◆ Task brief ◆
Retype every record that appears below, unchanged.

"""

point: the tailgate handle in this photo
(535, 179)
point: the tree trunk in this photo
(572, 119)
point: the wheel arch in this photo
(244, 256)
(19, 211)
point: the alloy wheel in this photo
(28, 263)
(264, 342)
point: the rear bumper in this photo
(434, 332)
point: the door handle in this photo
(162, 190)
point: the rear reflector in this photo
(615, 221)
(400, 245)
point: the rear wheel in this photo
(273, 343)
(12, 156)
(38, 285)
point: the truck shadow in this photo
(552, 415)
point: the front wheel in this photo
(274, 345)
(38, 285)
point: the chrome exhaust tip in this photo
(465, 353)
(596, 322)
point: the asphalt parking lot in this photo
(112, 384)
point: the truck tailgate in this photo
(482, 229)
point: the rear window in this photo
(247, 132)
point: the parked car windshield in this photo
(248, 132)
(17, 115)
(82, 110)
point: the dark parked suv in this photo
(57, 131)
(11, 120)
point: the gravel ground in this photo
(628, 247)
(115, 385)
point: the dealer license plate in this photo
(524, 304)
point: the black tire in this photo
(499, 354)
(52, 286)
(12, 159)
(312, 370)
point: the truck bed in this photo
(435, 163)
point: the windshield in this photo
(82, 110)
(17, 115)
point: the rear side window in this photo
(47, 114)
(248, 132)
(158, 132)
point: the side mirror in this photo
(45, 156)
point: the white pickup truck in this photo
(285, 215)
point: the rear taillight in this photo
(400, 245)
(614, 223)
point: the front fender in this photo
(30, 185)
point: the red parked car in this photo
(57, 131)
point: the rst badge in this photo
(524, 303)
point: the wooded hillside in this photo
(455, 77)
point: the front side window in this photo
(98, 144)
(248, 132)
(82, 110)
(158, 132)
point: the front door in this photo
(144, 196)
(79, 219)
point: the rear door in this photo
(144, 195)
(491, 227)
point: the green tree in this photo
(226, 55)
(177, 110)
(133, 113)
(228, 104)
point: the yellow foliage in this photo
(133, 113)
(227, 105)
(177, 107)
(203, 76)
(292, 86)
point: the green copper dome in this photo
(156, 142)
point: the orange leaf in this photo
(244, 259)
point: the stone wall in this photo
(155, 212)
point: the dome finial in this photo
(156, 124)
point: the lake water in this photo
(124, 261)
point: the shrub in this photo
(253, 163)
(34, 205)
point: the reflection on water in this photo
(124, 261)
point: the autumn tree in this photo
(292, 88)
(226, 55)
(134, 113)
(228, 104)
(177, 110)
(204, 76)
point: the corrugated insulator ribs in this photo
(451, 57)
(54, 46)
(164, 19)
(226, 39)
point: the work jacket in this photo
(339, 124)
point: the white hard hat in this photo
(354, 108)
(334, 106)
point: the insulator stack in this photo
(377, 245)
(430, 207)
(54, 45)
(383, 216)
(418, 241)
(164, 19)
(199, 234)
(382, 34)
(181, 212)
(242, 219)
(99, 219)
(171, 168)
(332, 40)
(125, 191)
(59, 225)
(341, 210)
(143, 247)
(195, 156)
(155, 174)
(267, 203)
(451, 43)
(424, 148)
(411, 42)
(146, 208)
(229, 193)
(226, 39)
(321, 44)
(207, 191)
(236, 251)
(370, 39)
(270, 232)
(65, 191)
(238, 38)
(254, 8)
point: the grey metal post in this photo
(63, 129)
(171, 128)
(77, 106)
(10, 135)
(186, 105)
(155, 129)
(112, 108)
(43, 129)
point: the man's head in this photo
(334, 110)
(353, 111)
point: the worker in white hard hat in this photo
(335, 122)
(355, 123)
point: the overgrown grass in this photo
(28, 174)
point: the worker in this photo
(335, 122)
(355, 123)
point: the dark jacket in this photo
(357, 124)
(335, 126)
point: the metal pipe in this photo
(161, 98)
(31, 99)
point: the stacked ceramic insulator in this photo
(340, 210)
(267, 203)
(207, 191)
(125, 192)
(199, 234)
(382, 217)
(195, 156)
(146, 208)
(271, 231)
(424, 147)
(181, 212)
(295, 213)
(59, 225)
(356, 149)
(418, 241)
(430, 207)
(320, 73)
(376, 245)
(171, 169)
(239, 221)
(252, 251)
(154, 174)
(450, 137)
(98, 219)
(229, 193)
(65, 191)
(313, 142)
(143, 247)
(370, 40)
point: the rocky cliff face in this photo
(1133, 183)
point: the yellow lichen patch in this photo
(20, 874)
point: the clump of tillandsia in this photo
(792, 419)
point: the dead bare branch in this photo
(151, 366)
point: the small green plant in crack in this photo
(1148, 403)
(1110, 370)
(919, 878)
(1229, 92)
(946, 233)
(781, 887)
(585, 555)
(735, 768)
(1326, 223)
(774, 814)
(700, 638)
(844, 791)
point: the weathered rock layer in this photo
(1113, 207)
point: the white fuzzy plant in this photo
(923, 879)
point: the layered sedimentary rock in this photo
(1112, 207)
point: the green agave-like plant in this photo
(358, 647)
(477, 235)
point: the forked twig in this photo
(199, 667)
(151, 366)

"""

◆ Result of this exercise ◆
point: the tailgate handle in this photo
(535, 179)
point: the tree trunk in this photo
(572, 119)
point: the wheel arch in this photo
(244, 256)
(19, 211)
point: the alloy wheel in this photo
(28, 263)
(264, 342)
point: the rear bumper in this photo
(434, 332)
point: the door handle in this photo
(162, 190)
point: the rear reflector in this photo
(615, 221)
(400, 245)
point: the rear wheel in this photo
(273, 343)
(12, 156)
(38, 285)
point: the truck shadow in this photo
(552, 415)
point: the front wheel in this photo
(274, 345)
(38, 285)
point: the chrome exhaust tip in this photo
(465, 353)
(596, 322)
point: the asphalt parking lot in this photo
(112, 384)
point: the truck tailgate in this photo
(482, 229)
point: the rear window in this photo
(247, 132)
point: the parked car windshield in this photo
(248, 132)
(17, 115)
(82, 110)
point: the dark parked suv in this photo
(57, 131)
(11, 120)
point: the gravel ground in this photo
(628, 247)
(115, 385)
point: the dealer license plate in this photo
(524, 304)
point: the black tire in this photo
(499, 354)
(52, 286)
(12, 159)
(312, 370)
point: the truck bed in this photo
(435, 163)
point: the windshield in this photo
(82, 110)
(17, 115)
point: the rear side window in this photo
(47, 114)
(248, 132)
(158, 132)
point: the side mirror in this photo
(45, 156)
point: the white pickup truck in this photo
(285, 215)
point: the rear taillight in this photo
(400, 245)
(614, 223)
point: the front fender in this photo
(30, 185)
point: the red parked car in this photo
(57, 131)
point: the rst badge in this photo
(524, 303)
point: the wooded hillside in this photo
(455, 77)
point: the front side window in this photo
(98, 144)
(248, 132)
(82, 110)
(158, 132)
point: the front door in this photo
(144, 196)
(79, 219)
point: the rear door in this photo
(144, 195)
(491, 227)
point: the green tree in this photo
(226, 55)
(177, 110)
(133, 113)
(228, 104)
point: the yellow foliage in this photo
(133, 113)
(227, 105)
(177, 107)
(203, 76)
(292, 86)
point: the green copper dome in this photo
(156, 142)
point: the orange leaf in this photo
(244, 259)
point: the stone wall in this photo
(155, 212)
point: the dome finial in this photo
(156, 124)
point: the lake water in this photo
(124, 261)
point: the shrub in this photo
(253, 163)
(34, 205)
point: the reflection on water in this photo
(124, 261)
point: the autumn tree in this photo
(292, 88)
(226, 55)
(134, 113)
(228, 104)
(177, 110)
(204, 76)
point: the corrugated insulator ribs in this photo
(451, 57)
(54, 46)
(164, 19)
(226, 39)
point: the work jacket in this photo
(339, 124)
point: the white hard hat in this photo
(354, 108)
(334, 106)
point: the insulator stack in this photo
(377, 245)
(430, 207)
(54, 45)
(383, 216)
(418, 241)
(164, 19)
(199, 234)
(382, 34)
(181, 212)
(242, 219)
(99, 219)
(171, 168)
(332, 40)
(125, 191)
(59, 225)
(341, 210)
(143, 247)
(195, 156)
(155, 174)
(267, 203)
(451, 43)
(424, 148)
(411, 42)
(146, 208)
(229, 193)
(226, 39)
(321, 44)
(207, 191)
(236, 251)
(370, 39)
(270, 232)
(65, 191)
(238, 38)
(254, 8)
point: the grey metal post in this photo
(63, 129)
(171, 128)
(77, 106)
(10, 135)
(186, 105)
(155, 129)
(112, 108)
(43, 129)
point: the man's head in this photo
(334, 110)
(353, 111)
point: the worker in white hard hat in this photo
(335, 122)
(355, 123)
point: the overgrown grass in this photo
(28, 174)
point: the worker in this photo
(335, 122)
(355, 123)
point: the dark jacket in this photo
(357, 124)
(335, 126)
point: the metal pipe in this photo
(161, 98)
(31, 99)
point: the stacked ceramic insulator in this photo
(340, 210)
(267, 203)
(207, 191)
(125, 192)
(199, 234)
(382, 217)
(195, 156)
(146, 208)
(271, 231)
(424, 147)
(181, 212)
(295, 213)
(59, 225)
(356, 149)
(418, 241)
(430, 207)
(320, 73)
(376, 245)
(171, 169)
(239, 221)
(252, 251)
(154, 174)
(450, 137)
(98, 219)
(229, 193)
(65, 191)
(313, 142)
(143, 247)
(370, 40)
point: the rocky cliff face in this photo
(1133, 183)
point: the yellow lichen patch in this photo
(20, 874)
point: the clump of tillandsia in this photo
(792, 419)
point: the dead bare branch in this photo
(151, 366)
point: the small green plant in crack in this photo
(1148, 403)
(1110, 370)
(919, 878)
(1229, 92)
(946, 233)
(781, 887)
(585, 555)
(735, 768)
(1326, 223)
(774, 814)
(700, 638)
(844, 791)
point: the weathered rock layer in this photo
(1113, 207)
point: the white fuzzy plant in this photo
(923, 879)
point: the layered sedimentary rock in this photo
(1112, 207)
point: the green agave-like plant in this photo
(358, 647)
(477, 235)
point: the forked twig in this photo
(199, 667)
(151, 366)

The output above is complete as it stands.